Extracted text:
STRATCOM and Planning
ArticlesEnglish Articles

AI And Microtargeting Disinformation As A Security Threat To The Protection Of International Forces

Abstract: Disinformation has mainly been viewed as a communication challenge. For entities like the UN, the EU and NATO, it has evolved into a security threat and a Force Protection (FP) challenge, as well as a threat to the well-being of deployed individuals and their families overseas. Feasibly, this threat will only grow with the combination of AI-enabled “deepfakes” and microtargeting.

Problem Statement: What role does strategic communication play in ensuring that peacekeeping and EU missions continue to have enhanced protection of their military forces overseas?

So what?: Strategic, emotive communication must urgently become an integral part of the planning and execution of mission security, which should expand in scope to include civil society organisations in the areas where personnel are deployed.

Source: shutterstock.com/Frame Stock Footage

 “FIMI” as a Security Threat, Not Just a Communication Challenge

The EU has identified Foreign Information Manipulation and Influence (FIMI) as a key hybrid threat.

Material provided:
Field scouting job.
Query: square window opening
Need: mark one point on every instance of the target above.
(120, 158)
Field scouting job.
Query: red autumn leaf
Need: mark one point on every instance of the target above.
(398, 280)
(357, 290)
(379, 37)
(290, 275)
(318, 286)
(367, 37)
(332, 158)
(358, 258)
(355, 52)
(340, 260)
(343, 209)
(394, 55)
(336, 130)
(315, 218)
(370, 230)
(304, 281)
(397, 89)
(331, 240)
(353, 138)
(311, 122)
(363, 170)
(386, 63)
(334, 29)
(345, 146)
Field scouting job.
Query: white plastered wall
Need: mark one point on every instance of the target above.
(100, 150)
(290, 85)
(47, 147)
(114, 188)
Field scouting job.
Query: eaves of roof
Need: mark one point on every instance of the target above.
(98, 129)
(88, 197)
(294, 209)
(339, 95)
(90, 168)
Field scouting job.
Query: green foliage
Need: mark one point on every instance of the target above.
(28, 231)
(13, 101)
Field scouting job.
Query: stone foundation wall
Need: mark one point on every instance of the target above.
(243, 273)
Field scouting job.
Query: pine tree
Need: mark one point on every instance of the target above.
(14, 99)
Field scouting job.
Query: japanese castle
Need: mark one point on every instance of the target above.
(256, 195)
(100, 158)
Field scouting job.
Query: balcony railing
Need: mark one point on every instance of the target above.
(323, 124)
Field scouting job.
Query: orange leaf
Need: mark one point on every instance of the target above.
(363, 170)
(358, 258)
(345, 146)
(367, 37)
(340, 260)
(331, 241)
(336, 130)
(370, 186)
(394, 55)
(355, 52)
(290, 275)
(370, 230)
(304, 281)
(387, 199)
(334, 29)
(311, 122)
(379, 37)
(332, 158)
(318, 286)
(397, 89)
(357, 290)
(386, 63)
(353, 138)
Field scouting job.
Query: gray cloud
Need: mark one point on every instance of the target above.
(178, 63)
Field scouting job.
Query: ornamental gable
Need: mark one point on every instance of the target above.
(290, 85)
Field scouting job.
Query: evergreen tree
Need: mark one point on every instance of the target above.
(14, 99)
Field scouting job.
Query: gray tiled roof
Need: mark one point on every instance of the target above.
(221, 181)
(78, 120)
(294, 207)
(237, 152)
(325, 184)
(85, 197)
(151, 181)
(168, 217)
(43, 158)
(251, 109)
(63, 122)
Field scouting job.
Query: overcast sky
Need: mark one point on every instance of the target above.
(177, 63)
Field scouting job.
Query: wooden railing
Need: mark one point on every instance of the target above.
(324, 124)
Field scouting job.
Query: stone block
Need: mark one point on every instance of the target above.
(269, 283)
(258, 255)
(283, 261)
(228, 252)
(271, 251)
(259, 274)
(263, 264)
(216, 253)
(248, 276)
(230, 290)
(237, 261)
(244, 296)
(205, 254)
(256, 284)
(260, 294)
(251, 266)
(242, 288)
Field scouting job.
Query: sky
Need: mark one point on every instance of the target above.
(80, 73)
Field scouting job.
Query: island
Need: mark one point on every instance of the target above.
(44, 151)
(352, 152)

Written request 1:
Answer these questions using the article on AI and microtargeting disinformation:
(a) Which three entities does the abstract name as facing disinformation that has evolved into a security threat?
(b) According to the "So what?" passage, whom should mission security expand in scope to include?
(c) As what has the EU identified Foreign Information Manipulation and Influence (FIMI)?
Written request 2: Count the lines of the records that contain the string "wall", and reply with the number alone.

Task solution 1:
(a) The UN, the EU and NATO.
(b) Civil society organisations in the areas where personnel are deployed.
(c) As a key hybrid threat.

Task solution 2: 2